== The data
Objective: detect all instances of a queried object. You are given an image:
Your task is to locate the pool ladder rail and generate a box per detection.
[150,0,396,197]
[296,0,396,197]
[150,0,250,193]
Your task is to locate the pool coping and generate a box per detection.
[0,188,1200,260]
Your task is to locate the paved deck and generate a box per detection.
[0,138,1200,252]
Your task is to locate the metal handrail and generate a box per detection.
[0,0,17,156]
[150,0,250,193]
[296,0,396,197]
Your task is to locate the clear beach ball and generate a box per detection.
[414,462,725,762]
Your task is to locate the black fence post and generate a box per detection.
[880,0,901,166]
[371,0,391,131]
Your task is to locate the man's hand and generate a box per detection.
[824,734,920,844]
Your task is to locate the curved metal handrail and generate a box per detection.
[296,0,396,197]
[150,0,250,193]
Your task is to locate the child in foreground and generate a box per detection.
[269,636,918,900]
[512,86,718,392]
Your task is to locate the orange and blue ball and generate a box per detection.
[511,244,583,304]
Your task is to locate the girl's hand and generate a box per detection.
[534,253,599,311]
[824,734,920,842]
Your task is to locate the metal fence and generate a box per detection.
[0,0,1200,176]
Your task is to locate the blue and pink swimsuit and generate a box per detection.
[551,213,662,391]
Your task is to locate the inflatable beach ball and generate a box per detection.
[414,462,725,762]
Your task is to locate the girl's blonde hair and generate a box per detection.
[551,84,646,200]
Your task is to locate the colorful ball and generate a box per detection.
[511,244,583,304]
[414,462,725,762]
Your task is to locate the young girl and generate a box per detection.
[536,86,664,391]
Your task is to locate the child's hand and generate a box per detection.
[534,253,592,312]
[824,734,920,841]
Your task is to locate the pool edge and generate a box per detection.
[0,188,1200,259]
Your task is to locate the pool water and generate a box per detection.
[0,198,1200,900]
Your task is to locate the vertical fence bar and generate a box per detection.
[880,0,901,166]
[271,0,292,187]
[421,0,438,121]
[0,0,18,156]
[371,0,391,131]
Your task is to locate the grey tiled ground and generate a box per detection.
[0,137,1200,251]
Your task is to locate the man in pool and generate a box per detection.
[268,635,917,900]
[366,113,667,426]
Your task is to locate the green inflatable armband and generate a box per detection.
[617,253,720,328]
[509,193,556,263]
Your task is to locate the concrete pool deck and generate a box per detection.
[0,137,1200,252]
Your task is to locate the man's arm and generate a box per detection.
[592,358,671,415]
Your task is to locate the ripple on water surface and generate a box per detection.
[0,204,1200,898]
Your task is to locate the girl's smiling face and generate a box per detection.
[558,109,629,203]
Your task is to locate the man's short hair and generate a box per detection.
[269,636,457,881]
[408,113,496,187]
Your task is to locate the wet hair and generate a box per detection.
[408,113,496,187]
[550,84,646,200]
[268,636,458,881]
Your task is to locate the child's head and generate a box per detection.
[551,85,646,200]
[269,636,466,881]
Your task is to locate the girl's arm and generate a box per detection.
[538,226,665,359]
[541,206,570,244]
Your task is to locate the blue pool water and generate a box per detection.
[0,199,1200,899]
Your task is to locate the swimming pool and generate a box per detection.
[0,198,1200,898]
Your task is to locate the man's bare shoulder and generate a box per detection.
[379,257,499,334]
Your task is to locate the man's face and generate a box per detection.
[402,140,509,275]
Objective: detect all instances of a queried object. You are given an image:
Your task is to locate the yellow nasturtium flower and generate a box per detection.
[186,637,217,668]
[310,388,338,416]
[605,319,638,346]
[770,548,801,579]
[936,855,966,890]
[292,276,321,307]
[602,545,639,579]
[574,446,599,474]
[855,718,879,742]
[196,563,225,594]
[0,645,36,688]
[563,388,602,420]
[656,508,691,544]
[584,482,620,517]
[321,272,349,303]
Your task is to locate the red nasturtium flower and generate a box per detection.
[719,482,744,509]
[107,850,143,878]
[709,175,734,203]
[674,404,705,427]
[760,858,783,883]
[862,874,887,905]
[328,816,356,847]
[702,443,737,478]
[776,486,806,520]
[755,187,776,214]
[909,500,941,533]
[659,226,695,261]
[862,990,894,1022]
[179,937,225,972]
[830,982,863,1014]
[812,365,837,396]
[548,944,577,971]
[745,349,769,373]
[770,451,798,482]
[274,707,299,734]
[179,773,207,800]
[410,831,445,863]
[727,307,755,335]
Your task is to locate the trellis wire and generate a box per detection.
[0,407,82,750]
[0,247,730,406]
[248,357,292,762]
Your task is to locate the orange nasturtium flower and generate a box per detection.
====
What needs to be done:
Can you return, unchanged and in order, the lines of the entries from the line with "Your task is to locate the pool coping" to the line with "[512,86,718,392]", including both of those lines?

Completed task:
Your task is to locate the pool coping and generate a box per detection.
[0,188,1200,260]
Your task is to locate the paved deck and generate a box per detection.
[0,138,1200,252]
Your task is to locate the metal handrail and generate a box per detection.
[0,0,17,156]
[150,0,250,193]
[296,0,396,197]
Your task is to locate the clear beach ball and generate a box per detection.
[414,462,725,762]
Your task is to locate the black fence post and generate a box per detection.
[880,0,901,166]
[371,0,391,131]
Your task is to locate the man's hand and generate a box per detection.
[824,734,920,844]
Your task is to locate the curved metal handrail and generate a box per detection.
[296,0,396,197]
[150,0,250,193]
Your task is to locate the child in foreground and generate a box per detection.
[269,636,918,900]
[512,86,718,392]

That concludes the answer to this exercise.